─── Exercise data ───

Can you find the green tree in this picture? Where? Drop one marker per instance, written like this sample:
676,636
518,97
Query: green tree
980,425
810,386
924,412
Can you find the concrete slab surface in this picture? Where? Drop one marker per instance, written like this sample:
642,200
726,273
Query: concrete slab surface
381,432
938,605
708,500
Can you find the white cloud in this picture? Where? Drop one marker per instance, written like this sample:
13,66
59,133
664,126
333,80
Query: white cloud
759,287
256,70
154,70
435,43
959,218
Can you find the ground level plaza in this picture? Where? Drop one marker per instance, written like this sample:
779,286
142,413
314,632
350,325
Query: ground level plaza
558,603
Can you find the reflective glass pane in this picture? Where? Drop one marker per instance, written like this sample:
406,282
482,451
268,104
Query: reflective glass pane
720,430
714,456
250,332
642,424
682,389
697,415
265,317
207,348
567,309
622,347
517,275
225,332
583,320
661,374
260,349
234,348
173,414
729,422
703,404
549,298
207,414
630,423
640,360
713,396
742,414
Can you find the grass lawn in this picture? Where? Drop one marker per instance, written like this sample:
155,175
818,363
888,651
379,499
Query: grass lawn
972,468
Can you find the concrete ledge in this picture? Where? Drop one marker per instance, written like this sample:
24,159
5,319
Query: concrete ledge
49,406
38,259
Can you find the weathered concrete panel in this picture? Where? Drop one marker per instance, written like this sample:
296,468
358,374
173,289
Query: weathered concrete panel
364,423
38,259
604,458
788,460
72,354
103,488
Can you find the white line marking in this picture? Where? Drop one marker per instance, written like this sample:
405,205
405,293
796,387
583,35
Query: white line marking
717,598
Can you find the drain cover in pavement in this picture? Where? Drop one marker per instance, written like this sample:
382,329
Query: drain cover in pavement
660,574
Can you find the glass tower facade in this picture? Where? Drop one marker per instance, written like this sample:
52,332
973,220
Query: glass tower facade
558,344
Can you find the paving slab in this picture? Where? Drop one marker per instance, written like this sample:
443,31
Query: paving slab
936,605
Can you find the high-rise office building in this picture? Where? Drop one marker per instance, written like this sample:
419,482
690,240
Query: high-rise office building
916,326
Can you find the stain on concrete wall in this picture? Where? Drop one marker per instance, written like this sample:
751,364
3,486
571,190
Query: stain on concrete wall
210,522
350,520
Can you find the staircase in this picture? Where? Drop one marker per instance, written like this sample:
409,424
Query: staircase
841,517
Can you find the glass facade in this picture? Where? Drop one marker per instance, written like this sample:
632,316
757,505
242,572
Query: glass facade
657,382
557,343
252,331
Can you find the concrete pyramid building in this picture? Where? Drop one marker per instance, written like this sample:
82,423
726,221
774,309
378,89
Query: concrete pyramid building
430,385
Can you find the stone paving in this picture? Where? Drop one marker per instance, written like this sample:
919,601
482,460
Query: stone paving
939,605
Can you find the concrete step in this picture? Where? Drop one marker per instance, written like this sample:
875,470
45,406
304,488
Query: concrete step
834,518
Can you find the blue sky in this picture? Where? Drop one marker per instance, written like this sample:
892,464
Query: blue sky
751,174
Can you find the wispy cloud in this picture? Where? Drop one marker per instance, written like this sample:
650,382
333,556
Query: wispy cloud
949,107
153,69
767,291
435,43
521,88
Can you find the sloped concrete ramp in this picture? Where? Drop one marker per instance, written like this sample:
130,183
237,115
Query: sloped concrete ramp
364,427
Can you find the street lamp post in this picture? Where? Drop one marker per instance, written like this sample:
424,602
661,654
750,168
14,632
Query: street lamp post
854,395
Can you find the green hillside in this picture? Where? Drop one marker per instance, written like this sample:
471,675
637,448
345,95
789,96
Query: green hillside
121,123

───

Problem requirements: Write every record out again, unaltered.

Answer for this exercise:
Can you find the green tree in this picture? Where? Drop one marker per instance, written like this sample:
676,636
518,97
Query: green tree
980,425
810,386
924,412
Can you find the concrete slab surface in this picture? Where? Drop one marker per instance, written like this sample:
642,200
726,273
Query: concrete slab surface
381,432
938,605
708,500
Can you find the white cloud in this picture? Where? Drop one marker per instance, written like this sample:
13,66
59,133
664,126
333,80
Query: white cloud
759,287
256,70
154,70
435,43
959,218
Can you find the ground level plaza in this picture? Where? Drop one marker per instance, written like this sample:
779,286
142,413
314,632
350,325
Query: ground level plaza
558,603
Can you find the reflective glass pane in this picture? Where? Drop one marker per instance, written like this sample:
406,282
482,451
268,104
Query: reflective glass pane
720,430
714,456
250,332
642,424
682,389
697,415
265,317
207,348
567,309
622,347
517,275
225,332
583,320
661,374
260,349
234,348
173,414
729,422
703,404
549,298
207,414
630,423
640,360
713,396
742,414
Can you find the grass lawn in this picture? Where? Drop one marker per instance, written like this sample:
155,175
818,363
888,651
379,499
Query: grass lawn
972,468
Can you find the concrete ledge in this picture? Where? Drop one marker per instance, written like this sample:
24,159
5,319
Query: concrete ledge
49,406
38,259
Can you find the weathered concrete panel in this picture? Where? Drop one marker per instance, written like this sample:
296,468
358,374
173,289
Query: weathered concrete panel
364,423
38,259
604,458
788,460
72,354
103,488
Can you find the white line marking in this picture? Where? Drop one marker per instance, written like this sample:
405,205
405,293
796,387
583,35
Query: white line marking
717,598
Can you find the drain cover in pavement in this picture? Where? Drop one marker per instance, written like this sample:
382,329
Query: drain cover in pavement
660,574
Can you find the glass tower facade in this picture? Where? Drop one marker per instance, written like this sample:
52,332
973,220
Query: glass tower facade
558,344
Can you find the paving slab in this picture? Where? Drop one marker per instance, written like this sample:
443,31
Query: paving slab
936,605
Can you find the high-rise office building in this picture? Where? Drop one marker per instance, written like this sample:
419,482
690,240
Query: high-rise office building
916,326
Can you find the stain on concrete wall in this picture? Where? Drop one marker per instance, written like this sample:
751,364
3,486
571,190
Query: stain on concrete wall
210,522
350,520
Can you find the staircase in this picture? Where? Drop one marker per instance, written like this sample:
409,424
Query: staircase
841,517
Can you find the glass facade in this picture? Where? Drop one marker per instance, written like this sample:
632,316
757,505
242,572
Query: glass facade
657,382
557,343
252,331
Can you find the concrete pyramid building in this picture? Where? Drop one marker per instance, written like this sample:
82,423
726,221
774,309
378,89
Query: concrete pyramid building
430,385
Can you find the stone paving in this picture? Where? Drop one marker per instance, written like this sample:
919,601
482,460
Query: stone paving
939,605
Can you find the concrete step in this picture? Where? Drop one marker per instance, written like this sample:
875,470
45,406
304,488
Query: concrete step
834,518
Can you find the blue sky in this picture? Where? Drop one marker per instance, written like this sample:
892,464
Query: blue sky
751,174
Can you find the wispy cloud in this picture? Where? Drop one marker per instance, written like this sample:
650,382
333,556
Query: wispy cloud
949,107
153,69
767,291
435,43
521,88
Can you find the sloped concrete ramp in this picture? Where? Drop one marker per instance, written like this sample:
130,183
237,115
Query: sloped concrete ramp
364,427
Can you find the street lamp post in this picture? Where? Drop one marker per instance, written like this sample:
424,602
661,654
750,168
14,632
Query: street lamp post
854,395
Can you find the green hillside in this picture? Where? Drop one marker per instance, written like this sample:
471,675
637,448
345,95
789,96
Query: green hillside
121,123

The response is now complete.